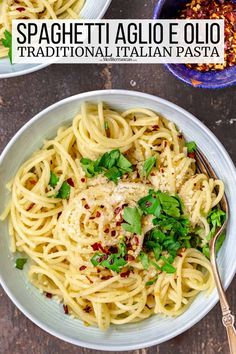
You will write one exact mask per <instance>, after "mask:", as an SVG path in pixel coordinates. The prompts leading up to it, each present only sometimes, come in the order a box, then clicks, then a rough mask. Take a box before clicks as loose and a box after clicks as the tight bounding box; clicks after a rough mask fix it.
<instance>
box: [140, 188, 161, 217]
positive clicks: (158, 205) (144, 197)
mask: <svg viewBox="0 0 236 354" xmlns="http://www.w3.org/2000/svg"><path fill="white" fill-rule="evenodd" d="M138 205H139V207H140V209H141V210H142V211H143V213H144V214H150V215H154V216H160V214H161V203H160V200H159V198H157V197H156V195H152V193H150V191H149V195H147V196H146V197H144V198H141V199H140V200H139V201H138Z"/></svg>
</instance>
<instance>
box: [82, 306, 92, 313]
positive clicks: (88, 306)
mask: <svg viewBox="0 0 236 354" xmlns="http://www.w3.org/2000/svg"><path fill="white" fill-rule="evenodd" d="M91 311H92V308H91V306H89V305H86V306H85V308H84V312H86V313H89V312H91Z"/></svg>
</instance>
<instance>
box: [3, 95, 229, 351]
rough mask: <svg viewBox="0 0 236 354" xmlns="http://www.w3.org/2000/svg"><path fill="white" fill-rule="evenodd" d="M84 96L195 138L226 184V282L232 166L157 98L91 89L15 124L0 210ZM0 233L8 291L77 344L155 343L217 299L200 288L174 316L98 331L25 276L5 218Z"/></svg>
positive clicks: (62, 337)
mask: <svg viewBox="0 0 236 354" xmlns="http://www.w3.org/2000/svg"><path fill="white" fill-rule="evenodd" d="M84 101H89V102H93V103H97V102H100V101H104V102H105V103H107V104H108V105H109V106H110V107H112V108H113V109H117V110H121V111H123V110H127V109H129V108H131V107H145V108H149V109H152V110H154V111H156V112H159V113H160V114H161V115H163V116H165V117H166V118H168V119H170V120H171V121H173V122H174V123H176V124H177V126H178V127H179V128H180V129H181V130H182V131H183V133H184V135H185V137H186V138H187V139H188V140H194V141H196V143H197V145H198V146H199V147H200V148H201V150H202V151H203V153H204V154H205V155H206V156H207V158H208V159H209V161H210V162H211V164H212V166H213V168H214V170H215V172H216V173H217V174H218V176H219V177H220V178H221V179H222V180H223V181H224V183H225V187H226V194H227V197H228V201H229V207H230V219H229V224H228V230H227V238H226V241H225V243H224V245H223V247H222V249H221V251H220V253H219V259H218V261H219V262H218V263H219V270H220V274H221V276H222V280H223V284H224V286H225V287H228V285H229V284H230V282H231V280H232V279H233V276H234V274H235V270H236V262H235V259H236V247H235V225H236V202H235V201H236V171H235V167H234V165H233V163H232V161H231V159H230V157H229V155H228V153H227V151H226V150H225V148H224V147H223V145H222V144H221V142H220V141H219V140H217V138H216V137H215V136H214V135H213V134H212V133H211V131H210V130H209V129H208V128H207V127H205V126H204V125H203V124H202V123H201V122H200V121H199V120H198V119H196V118H195V117H194V116H192V115H191V114H190V113H188V112H187V111H185V110H184V109H182V108H180V107H178V106H176V105H175V104H173V103H171V102H168V101H165V100H163V99H161V98H158V97H155V96H151V95H147V94H144V93H139V92H133V91H124V90H106V91H94V92H88V93H83V94H80V95H77V96H73V97H69V98H67V99H65V100H63V101H60V102H58V103H56V104H54V105H53V106H51V107H49V108H47V109H45V110H44V111H43V112H41V113H39V114H38V115H37V116H36V117H34V118H33V119H32V120H30V121H29V122H28V123H27V124H26V125H24V126H23V127H22V128H21V129H20V130H19V132H18V133H17V134H16V135H15V136H14V137H13V139H12V140H11V141H10V142H9V144H8V145H7V147H6V148H5V150H4V151H3V153H2V155H1V157H0V181H1V189H0V199H1V209H2V210H3V208H4V205H6V204H7V202H8V200H9V197H10V195H9V192H8V191H7V190H6V189H5V188H4V186H5V185H6V183H7V182H8V181H9V180H10V179H11V178H12V177H13V176H14V174H15V173H16V171H17V170H18V168H19V167H20V166H21V164H22V163H23V162H24V161H25V160H26V159H27V158H29V157H30V155H31V154H32V153H33V152H34V151H35V150H36V149H38V148H40V147H41V146H42V143H43V140H44V139H46V138H50V137H53V136H55V135H56V131H57V129H58V128H59V127H60V126H62V125H67V124H68V125H69V124H70V123H71V121H72V119H73V117H74V116H75V115H76V114H77V113H78V112H79V110H80V105H81V103H82V102H84ZM2 210H0V212H1V211H2ZM0 235H1V237H0V250H1V257H0V281H1V284H2V286H3V288H4V290H5V291H6V293H7V294H8V296H9V297H10V298H11V299H12V301H13V302H14V303H15V305H16V306H17V307H18V308H19V309H20V310H21V311H22V312H23V313H24V314H25V315H26V316H27V317H28V318H29V319H31V320H32V321H33V322H34V323H36V324H37V325H38V326H39V327H41V328H43V329H44V330H45V331H47V332H49V333H51V334H52V335H54V336H56V337H59V338H61V339H63V340H65V341H68V342H70V343H73V344H75V345H79V346H83V347H87V348H92V349H100V350H110V351H115V352H117V351H126V350H134V349H138V348H145V347H149V346H152V345H155V344H159V343H161V342H164V341H167V340H169V339H171V338H173V337H175V336H177V335H178V334H180V333H182V332H184V331H186V330H187V329H189V328H190V327H192V326H193V325H194V324H195V323H197V322H198V321H200V320H201V319H202V318H203V317H204V316H205V315H206V314H207V313H208V312H209V311H210V310H211V309H212V307H213V306H214V305H215V304H216V303H217V301H218V296H217V293H216V291H214V292H213V293H212V294H211V295H210V296H209V297H206V295H205V294H204V293H201V294H199V296H197V298H196V299H195V301H194V302H193V304H192V305H191V307H190V308H189V309H188V310H187V311H186V312H185V313H184V314H183V315H181V316H179V317H177V318H163V317H161V316H153V317H151V318H149V319H147V320H145V321H142V322H140V323H135V324H129V325H122V326H111V328H110V329H109V330H108V331H107V332H101V331H100V330H99V329H98V328H95V327H85V326H84V325H83V323H82V322H81V321H79V320H74V319H72V318H71V317H69V316H66V315H65V314H64V312H63V310H62V306H61V305H58V304H57V303H56V302H55V301H54V300H50V299H47V298H46V297H45V296H44V295H42V294H40V292H39V291H38V290H37V289H36V288H34V287H33V286H32V285H31V284H30V283H29V282H28V279H27V270H28V269H27V267H28V265H27V266H26V267H25V268H24V270H23V271H19V270H17V269H15V268H14V260H13V259H12V255H11V253H10V251H9V235H8V226H7V222H4V223H0ZM222 331H223V326H222Z"/></svg>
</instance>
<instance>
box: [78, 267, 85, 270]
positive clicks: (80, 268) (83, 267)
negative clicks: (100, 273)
mask: <svg viewBox="0 0 236 354" xmlns="http://www.w3.org/2000/svg"><path fill="white" fill-rule="evenodd" d="M86 268H87V267H86V266H81V267H80V269H79V270H85V269H86Z"/></svg>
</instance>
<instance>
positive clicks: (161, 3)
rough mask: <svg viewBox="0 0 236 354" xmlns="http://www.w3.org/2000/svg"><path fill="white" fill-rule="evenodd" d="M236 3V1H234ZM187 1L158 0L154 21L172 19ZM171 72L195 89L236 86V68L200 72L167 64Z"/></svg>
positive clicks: (222, 87)
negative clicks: (161, 19)
mask: <svg viewBox="0 0 236 354" xmlns="http://www.w3.org/2000/svg"><path fill="white" fill-rule="evenodd" d="M233 1H234V2H236V0H233ZM187 2H189V1H187V0H158V1H157V4H156V6H155V9H154V14H153V18H154V19H171V18H176V17H177V12H178V10H179V9H180V7H181V6H184V4H185V3H187ZM166 67H167V68H168V69H169V70H170V72H171V73H172V74H173V75H175V76H176V77H177V78H178V79H180V80H182V81H184V82H186V83H187V84H189V85H191V86H194V87H201V88H208V89H216V88H223V87H228V86H232V85H235V84H236V66H233V67H231V68H227V69H224V70H221V71H209V72H204V73H203V72H198V71H196V70H192V69H189V68H187V67H186V66H185V65H183V64H166Z"/></svg>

* Exercise prompt:
State how many lines of the records contain the word "positive". Give only the number.

* Exercise result:
6